-- PROBLEM REQUIREMENTS --
The records must be retyped exactly, with no pictures included.

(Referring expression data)
<<<<
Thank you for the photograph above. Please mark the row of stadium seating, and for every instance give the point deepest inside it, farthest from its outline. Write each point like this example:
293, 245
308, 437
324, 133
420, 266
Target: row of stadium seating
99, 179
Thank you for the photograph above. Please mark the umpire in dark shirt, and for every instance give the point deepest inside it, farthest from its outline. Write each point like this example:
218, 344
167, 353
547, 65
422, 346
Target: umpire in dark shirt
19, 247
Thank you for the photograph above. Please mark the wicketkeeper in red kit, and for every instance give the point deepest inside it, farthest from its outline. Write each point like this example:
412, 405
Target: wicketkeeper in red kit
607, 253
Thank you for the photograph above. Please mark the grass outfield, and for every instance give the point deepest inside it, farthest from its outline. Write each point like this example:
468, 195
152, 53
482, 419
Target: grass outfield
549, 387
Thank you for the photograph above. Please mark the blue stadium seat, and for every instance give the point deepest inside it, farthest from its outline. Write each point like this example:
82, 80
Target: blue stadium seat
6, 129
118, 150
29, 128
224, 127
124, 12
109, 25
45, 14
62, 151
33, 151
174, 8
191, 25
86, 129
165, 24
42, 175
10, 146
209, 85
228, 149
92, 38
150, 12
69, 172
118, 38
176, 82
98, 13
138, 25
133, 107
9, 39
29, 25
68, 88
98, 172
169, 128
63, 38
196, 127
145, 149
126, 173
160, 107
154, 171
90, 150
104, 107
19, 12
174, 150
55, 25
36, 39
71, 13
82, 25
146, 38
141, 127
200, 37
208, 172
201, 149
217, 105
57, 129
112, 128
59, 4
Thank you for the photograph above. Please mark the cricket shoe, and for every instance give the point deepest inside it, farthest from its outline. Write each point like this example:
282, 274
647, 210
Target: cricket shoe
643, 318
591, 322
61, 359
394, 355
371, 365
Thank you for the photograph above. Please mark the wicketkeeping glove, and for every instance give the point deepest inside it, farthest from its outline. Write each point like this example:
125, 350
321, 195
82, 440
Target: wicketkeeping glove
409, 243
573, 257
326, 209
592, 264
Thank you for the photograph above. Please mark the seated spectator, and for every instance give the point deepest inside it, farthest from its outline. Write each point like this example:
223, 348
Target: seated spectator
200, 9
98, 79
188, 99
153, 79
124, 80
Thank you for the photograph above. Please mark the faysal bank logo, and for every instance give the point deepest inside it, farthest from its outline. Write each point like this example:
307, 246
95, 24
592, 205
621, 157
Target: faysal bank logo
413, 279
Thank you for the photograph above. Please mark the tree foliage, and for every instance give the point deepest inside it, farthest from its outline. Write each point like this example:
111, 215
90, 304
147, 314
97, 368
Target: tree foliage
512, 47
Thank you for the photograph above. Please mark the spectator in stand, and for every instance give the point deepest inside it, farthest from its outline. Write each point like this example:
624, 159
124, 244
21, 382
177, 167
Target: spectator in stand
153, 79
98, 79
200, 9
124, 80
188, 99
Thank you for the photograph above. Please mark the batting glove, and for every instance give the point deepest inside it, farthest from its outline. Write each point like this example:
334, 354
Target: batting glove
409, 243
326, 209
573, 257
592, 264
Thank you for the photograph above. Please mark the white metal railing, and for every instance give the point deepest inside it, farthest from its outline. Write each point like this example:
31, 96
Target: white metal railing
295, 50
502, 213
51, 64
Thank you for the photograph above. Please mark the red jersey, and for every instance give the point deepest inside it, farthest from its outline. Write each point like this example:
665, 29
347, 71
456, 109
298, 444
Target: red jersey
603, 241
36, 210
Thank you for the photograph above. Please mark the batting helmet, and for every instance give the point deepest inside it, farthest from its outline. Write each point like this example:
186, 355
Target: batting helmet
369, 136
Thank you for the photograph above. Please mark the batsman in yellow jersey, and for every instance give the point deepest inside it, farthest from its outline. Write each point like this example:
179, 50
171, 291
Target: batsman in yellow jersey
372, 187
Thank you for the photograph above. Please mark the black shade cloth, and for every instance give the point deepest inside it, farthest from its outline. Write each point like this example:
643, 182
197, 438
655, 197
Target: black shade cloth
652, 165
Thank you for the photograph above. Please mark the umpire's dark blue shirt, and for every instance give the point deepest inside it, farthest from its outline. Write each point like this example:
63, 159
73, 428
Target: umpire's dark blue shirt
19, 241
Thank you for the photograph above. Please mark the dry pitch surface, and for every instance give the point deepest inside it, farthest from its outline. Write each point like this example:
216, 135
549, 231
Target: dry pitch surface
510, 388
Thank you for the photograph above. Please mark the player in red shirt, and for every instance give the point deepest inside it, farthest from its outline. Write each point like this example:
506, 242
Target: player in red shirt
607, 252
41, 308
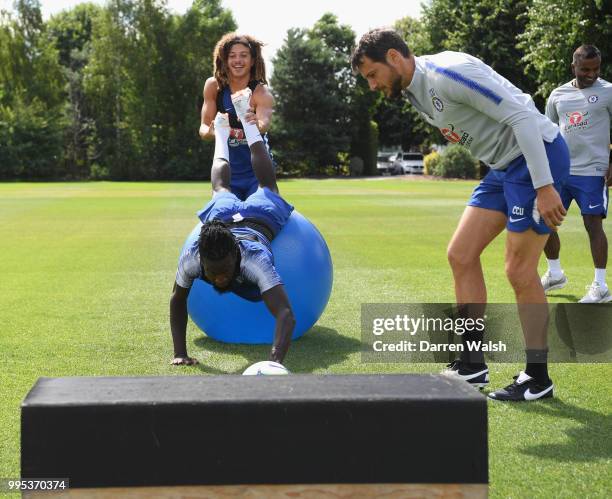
>>>>
-- WORKED SOLUTION --
Thank you for the photograph above. Please mark the row of stadium seating, and for every instance give the point deepest inside it, farthest from its outline. Write each point like this example:
293, 245
308, 437
324, 133
420, 266
Target: row of stadium seating
99, 179
Thank you for the photograph above. Please mark the umpire in dark shirt, and for every instance give the point deepest inside it, farthest from its outline. Write each point like this example:
218, 344
167, 353
547, 65
422, 346
Target: umpire in dark shirt
19, 247
Thank you for the photograph above. Please mark the wicketkeeper in red kit, and for every instance give the point deepest inside it, farthest from its outline. Write each point like this example:
412, 405
Target: wicketkeeper in red kit
607, 253
Thank you for the photograph above. Please mark the grass outfield, and for every instance give the point deepest inside it, farthest from its outline. Write each point like this example:
468, 195
152, 53
482, 419
Target: grass outfield
549, 387
Thank you for the photograph above. Please mark the blue stadium seat, and for every instance give the point deepest inside it, farthest from its outline. Write each point like this example:
82, 80
Target: blue stadium seat
6, 129
118, 150
29, 128
224, 127
124, 12
109, 25
45, 14
62, 151
33, 151
174, 8
191, 25
86, 129
165, 24
42, 175
10, 146
209, 85
228, 149
92, 38
150, 12
69, 172
118, 38
176, 82
98, 13
138, 25
133, 107
9, 39
29, 25
68, 88
98, 172
169, 128
63, 38
196, 127
145, 149
126, 173
160, 107
154, 171
90, 150
104, 107
19, 12
174, 150
55, 25
36, 39
71, 13
82, 25
146, 38
141, 127
200, 37
208, 172
201, 149
217, 105
57, 129
112, 128
59, 4
Thank you for the photograph above. Please mark the cricket shoe, and for every instance give the point deepest inside it, farthest from its outline. Write each point like this example:
282, 274
647, 210
Target: cricket shoe
643, 318
591, 322
61, 359
394, 355
371, 365
Thank you for the photograph above. Please mark the wicketkeeping glove, and for every instance give the point deepest inside it, farthest from its outline. Write each point like this example:
125, 350
321, 195
82, 440
Target: wicketkeeping glove
409, 243
573, 257
326, 209
592, 264
Thank you for the photograph above. Please mark the seated spectator, and for every instance give the point deepest inside it, farthest from its outline. Write each point like this example:
223, 348
Target: seated spectator
200, 9
98, 79
188, 99
153, 79
124, 80
Thank you for the photograph above. Please mark the faysal bank logo, and for every instance give the point deepest inside it, farthest from its outline. Write each point like this example:
307, 246
95, 24
592, 205
621, 157
Target: faysal bank logo
413, 279
Thank you for the photograph above. Please mark the tree foliage, and for every instance give the point deepest inside it, farthest from its outline. Write each point like this example:
111, 215
90, 304
147, 314
97, 368
Target: tree foliage
512, 47
Thank you for the photograph above. Please mark the spectator in stand, and for every instance give the point deepest inside it, farthest from its outline. Write each point like this example:
624, 159
124, 244
21, 382
177, 167
Target: spectator in stand
153, 79
98, 79
200, 9
124, 80
188, 99
Thank you for the photograph above. Please mark the batting glove, and for every instance give the point deepest inside it, farthest from its outline. Write each point like this example:
334, 354
Target: batting glove
409, 243
326, 209
573, 257
592, 264
Thank you for the photograph above. Please mark the white metal railing, and for every instance give the point deepest inside it, farthest from its outline. Write each point like this example:
31, 96
Target: white metal railing
295, 50
502, 213
51, 64
Thank you for the photograph above. Please mark the red jersey, and for every instance give the point deepest inside it, farthest from its outline. Write each point like this example:
665, 29
347, 71
456, 109
298, 444
Target: red jersey
603, 241
36, 210
Thank you for the photograph above. Please mark the batting helmet, and for every instance give the point deepest inside it, farthest from its outline. Write each point like this example:
186, 355
Target: batting helmet
369, 136
Thank you for the photograph above. Please mark the batsman in yellow jersey, and for every instance give the point deepest inside it, farthest from its outline. Write each point like this example:
179, 50
171, 291
Target: batsman in yellow jersey
372, 187
Thank you for the photograph above. Please mark the black shade cloth, and for every instance give the point deepest inside it, farthest from its outline. Write each point like this example:
643, 182
197, 438
655, 197
Target: black shade cloth
652, 165
Thank you for the photograph above. Please mark the umpire's dark blue shirt, and for every instance give the point deepest inside it, farthest from its outline. Write each point like this example:
63, 159
73, 428
Target: umpire's dark blue shirt
19, 241
Thank you for the photograph above. Please mark the dry pitch surface, and for every instance give the point deepest inside it, farthest from its outline. Write each point like this example:
216, 135
549, 231
Target: dry pitch surface
510, 388
Thank you for the photograph above. Please mark the player in red shirt, and for every instance give the point deepest inside it, farthest from its outline. Write each point like this example:
506, 242
Target: player in red shirt
607, 252
41, 308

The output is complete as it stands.